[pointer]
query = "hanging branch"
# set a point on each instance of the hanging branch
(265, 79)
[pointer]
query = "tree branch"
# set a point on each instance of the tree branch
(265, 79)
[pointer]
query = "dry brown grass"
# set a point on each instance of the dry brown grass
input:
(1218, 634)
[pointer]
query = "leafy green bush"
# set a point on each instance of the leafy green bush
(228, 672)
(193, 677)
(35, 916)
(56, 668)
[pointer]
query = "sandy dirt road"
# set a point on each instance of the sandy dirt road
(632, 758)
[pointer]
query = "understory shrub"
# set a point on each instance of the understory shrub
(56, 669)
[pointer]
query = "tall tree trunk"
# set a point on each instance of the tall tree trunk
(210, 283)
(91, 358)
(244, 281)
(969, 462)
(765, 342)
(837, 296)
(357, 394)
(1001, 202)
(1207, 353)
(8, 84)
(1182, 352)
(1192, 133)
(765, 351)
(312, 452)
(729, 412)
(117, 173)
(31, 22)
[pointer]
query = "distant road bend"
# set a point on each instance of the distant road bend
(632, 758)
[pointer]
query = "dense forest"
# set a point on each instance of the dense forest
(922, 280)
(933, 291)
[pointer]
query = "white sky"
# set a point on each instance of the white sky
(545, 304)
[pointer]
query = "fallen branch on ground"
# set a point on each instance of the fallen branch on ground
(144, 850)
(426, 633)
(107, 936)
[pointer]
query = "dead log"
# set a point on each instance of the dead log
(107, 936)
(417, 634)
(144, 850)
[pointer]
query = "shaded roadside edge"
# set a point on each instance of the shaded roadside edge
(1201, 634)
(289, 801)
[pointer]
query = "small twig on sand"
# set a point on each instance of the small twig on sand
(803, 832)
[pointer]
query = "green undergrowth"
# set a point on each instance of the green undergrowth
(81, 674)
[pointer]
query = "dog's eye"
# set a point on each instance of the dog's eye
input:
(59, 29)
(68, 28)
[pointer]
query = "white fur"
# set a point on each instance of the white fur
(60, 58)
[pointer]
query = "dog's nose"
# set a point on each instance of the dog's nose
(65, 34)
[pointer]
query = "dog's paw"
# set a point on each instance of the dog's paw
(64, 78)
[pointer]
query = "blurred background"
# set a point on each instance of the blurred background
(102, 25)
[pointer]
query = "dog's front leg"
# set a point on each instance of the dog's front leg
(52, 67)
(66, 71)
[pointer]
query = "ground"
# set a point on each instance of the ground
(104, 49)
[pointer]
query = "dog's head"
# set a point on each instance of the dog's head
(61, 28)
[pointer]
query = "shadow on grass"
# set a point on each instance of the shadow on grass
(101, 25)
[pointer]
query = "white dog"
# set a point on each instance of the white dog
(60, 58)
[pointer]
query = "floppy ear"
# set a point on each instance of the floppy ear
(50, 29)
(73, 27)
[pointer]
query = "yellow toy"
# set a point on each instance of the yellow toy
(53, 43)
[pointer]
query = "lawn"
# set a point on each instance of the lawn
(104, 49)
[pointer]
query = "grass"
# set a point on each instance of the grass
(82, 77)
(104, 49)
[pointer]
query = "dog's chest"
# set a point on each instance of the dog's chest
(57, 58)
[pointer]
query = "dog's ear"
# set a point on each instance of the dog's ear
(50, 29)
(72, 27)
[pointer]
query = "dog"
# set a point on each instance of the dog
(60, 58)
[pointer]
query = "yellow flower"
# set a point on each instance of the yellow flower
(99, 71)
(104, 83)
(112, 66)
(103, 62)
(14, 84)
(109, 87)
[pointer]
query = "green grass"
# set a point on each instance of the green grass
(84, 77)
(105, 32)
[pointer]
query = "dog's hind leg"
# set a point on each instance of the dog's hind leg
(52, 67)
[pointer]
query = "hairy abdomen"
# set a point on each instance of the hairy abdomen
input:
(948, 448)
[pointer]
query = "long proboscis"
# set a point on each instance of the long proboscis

• [Required action]
Take every line above where "brown" appears and copy it.

• [Result below]
query = "dry brown grass"
# set a point on each instance of the dry brown grass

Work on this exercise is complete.